_Set exercise_
Write out all of the records again, changing every "put a marker on" to "place a dot on" and keeping everything else the same. Leave the pictures out.
- - - - - - -
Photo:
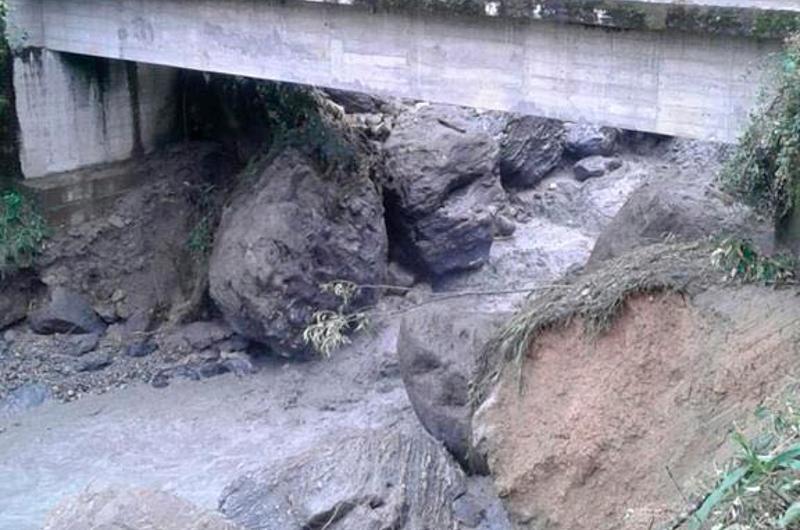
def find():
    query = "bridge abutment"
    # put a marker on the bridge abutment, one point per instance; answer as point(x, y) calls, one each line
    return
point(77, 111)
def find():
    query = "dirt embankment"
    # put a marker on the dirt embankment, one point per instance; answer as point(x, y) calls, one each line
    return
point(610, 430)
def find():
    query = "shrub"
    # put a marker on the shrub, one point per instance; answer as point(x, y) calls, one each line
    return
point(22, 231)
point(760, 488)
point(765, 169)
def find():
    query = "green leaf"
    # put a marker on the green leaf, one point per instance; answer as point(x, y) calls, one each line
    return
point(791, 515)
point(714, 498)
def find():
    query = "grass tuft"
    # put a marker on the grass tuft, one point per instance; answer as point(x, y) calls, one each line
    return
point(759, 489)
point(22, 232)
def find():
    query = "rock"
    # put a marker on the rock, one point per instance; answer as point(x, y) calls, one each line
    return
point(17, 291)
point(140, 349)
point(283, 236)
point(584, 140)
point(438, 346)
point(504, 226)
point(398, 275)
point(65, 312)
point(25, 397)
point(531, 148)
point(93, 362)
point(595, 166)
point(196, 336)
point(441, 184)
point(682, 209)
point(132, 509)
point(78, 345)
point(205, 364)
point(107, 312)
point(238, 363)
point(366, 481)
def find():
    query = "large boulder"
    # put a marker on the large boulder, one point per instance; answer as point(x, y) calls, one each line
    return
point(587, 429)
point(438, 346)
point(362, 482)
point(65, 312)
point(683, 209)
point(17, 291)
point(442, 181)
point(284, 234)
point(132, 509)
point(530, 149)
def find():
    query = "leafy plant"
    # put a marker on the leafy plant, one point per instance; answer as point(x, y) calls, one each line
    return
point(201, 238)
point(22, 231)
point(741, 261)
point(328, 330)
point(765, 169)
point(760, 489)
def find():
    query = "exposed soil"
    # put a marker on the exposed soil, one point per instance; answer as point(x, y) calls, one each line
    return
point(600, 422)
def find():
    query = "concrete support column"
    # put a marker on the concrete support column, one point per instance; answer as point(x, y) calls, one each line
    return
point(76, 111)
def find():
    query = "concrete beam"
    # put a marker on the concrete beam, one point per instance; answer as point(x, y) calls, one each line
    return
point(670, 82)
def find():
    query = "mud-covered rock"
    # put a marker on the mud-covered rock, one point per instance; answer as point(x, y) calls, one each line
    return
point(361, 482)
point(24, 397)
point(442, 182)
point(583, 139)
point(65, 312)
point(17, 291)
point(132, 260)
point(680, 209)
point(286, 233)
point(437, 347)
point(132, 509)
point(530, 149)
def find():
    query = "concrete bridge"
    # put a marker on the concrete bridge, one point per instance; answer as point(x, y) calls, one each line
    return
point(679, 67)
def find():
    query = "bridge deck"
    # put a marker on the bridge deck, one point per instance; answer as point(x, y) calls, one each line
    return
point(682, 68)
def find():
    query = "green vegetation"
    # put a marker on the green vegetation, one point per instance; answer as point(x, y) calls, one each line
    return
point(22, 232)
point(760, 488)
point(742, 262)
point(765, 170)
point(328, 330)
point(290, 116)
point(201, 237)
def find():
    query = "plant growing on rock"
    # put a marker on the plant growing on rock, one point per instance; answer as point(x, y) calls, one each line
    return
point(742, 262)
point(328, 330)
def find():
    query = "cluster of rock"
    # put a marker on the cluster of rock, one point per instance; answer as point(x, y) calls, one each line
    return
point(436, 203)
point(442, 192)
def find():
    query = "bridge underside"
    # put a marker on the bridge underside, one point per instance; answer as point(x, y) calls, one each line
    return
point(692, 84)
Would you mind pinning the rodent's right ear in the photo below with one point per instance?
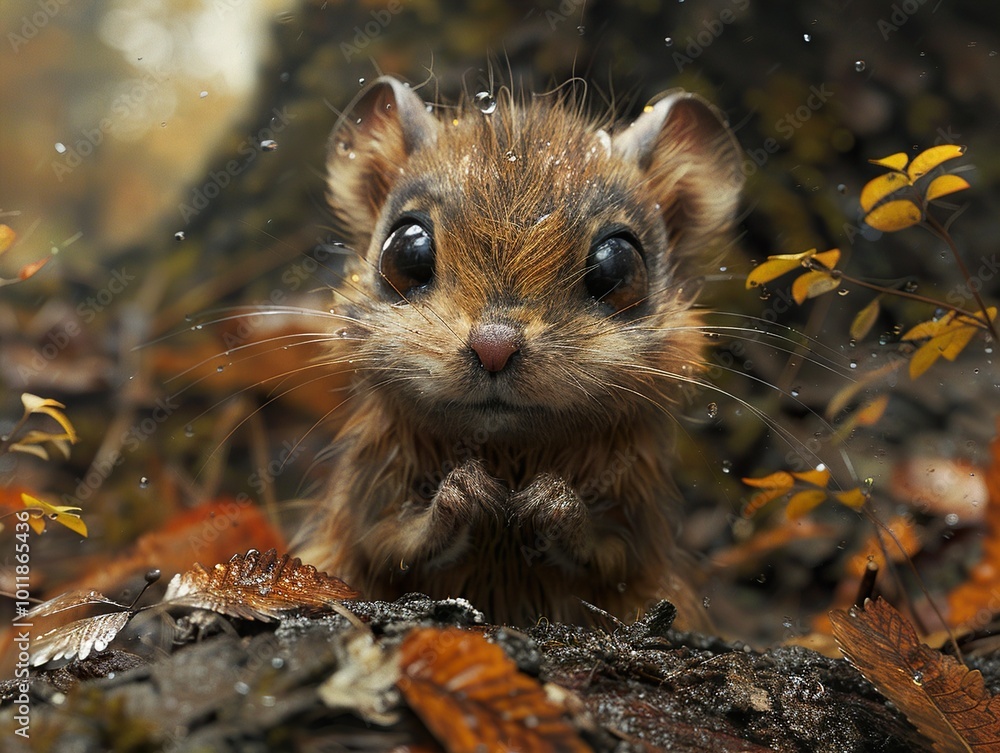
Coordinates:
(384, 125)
- - - - - - -
_Answer below_
Photo:
def find():
    query = "bridge abutment"
    # place a dot on the bridge abutment, one point per instance; answer as point(x, y) calls, one each line
    return
point(77, 111)
def find():
    query = "dirt embankment"
    # place a dot on the dirt embankment, one point per instance; answer as point(x, y) calls, one each line
    return
point(610, 430)
def find():
    query = "shrub"
    # place a dot on the shrub, one point per instance; answer as point(x, y) calls, one each line
    return
point(22, 231)
point(760, 488)
point(765, 169)
def find():
    query = "green leaf"
    # place a dot on the green leaf, one point per instance; answer as point(x, y) calls, one each line
    return
point(791, 515)
point(714, 498)
def find():
    query = "grass tuft"
    # place a dot on the grass tuft, one point per instance; answer as point(x, y) calls, one each line
    return
point(759, 489)
point(22, 232)
def find():
    query = "rock"
    # place a dot on the rock, one point per instance; answer as point(x, y) calls, one each line
    return
point(17, 291)
point(140, 349)
point(283, 236)
point(584, 140)
point(438, 346)
point(504, 226)
point(398, 275)
point(65, 312)
point(25, 397)
point(531, 148)
point(93, 362)
point(595, 166)
point(196, 336)
point(441, 184)
point(682, 209)
point(132, 509)
point(78, 345)
point(205, 364)
point(107, 312)
point(238, 363)
point(366, 481)
def find():
    query = "large boulder"
    # place a dot on the large boulder, one point per instance; answer as point(x, y) calls, one each line
    return
point(587, 429)
point(438, 346)
point(362, 482)
point(65, 312)
point(683, 209)
point(17, 291)
point(442, 181)
point(284, 234)
point(132, 509)
point(530, 149)
def find():
    query = "leafy plant"
    # place a dot on the leafy plant, one point per instance; answer as point(x, y) calls, one each line
    return
point(201, 238)
point(22, 231)
point(741, 261)
point(328, 330)
point(765, 169)
point(760, 489)
def find():
    query = "exposed soil"
    # place a dot on the exposed soil, one point per instance; answer as point(x, y) calls, one each line
    return
point(600, 422)
def find():
    query = "concrete support column"
    # place a dot on the concrete support column, one point per instance; answer as point(x, y) calls, one each line
    return
point(76, 111)
def find():
    query = "concrete beam"
    # place a dot on the concrete beam, one point per instance; answer as point(x, y) calls, one each line
    return
point(670, 82)
def find():
    query = "mud-covered rock"
    # place a dot on the mud-covered rock, one point per instance; answer as point(x, y) calls, one each line
    return
point(361, 482)
point(24, 397)
point(442, 182)
point(583, 139)
point(65, 312)
point(17, 291)
point(132, 260)
point(680, 209)
point(286, 233)
point(437, 347)
point(132, 509)
point(530, 149)
def find():
    query = "concrete bridge"
    # place a dot on the concrete bridge, one point per instance; answer as point(x, y) calls, one each line
    return
point(679, 67)
def find():
    query = "bridge deck"
    # place a dot on the bridge deck, one point per instance; answer as point(x, y) calls, one each line
    return
point(682, 68)
def find():
    query = "green vegetation"
    # place a dot on the green vegetation, one point per instance; answer as point(x, y) calls, one each line
    return
point(22, 232)
point(760, 488)
point(742, 262)
point(765, 170)
point(328, 330)
point(290, 116)
point(201, 237)
def find():
    query = "plant growing on rock"
    # place a dot on the plant growing on rock, one point per instance; answer as point(x, y) calls, one each line
    return
point(742, 262)
point(328, 330)
def find():
    query = "cluster of rock"
    # place a dot on the cluster of rock, one point per instance; answer as point(x, y) calls, one each line
    return
point(436, 203)
point(442, 192)
def find():
    query = "bridge underside"
    # place a dot on the bridge underside, one point per instance; answer as point(x, y) calls, one each line
    return
point(692, 84)
Would you mind pinning the rodent's right ear in the photo below with one point per instance?
Coordinates:
(384, 125)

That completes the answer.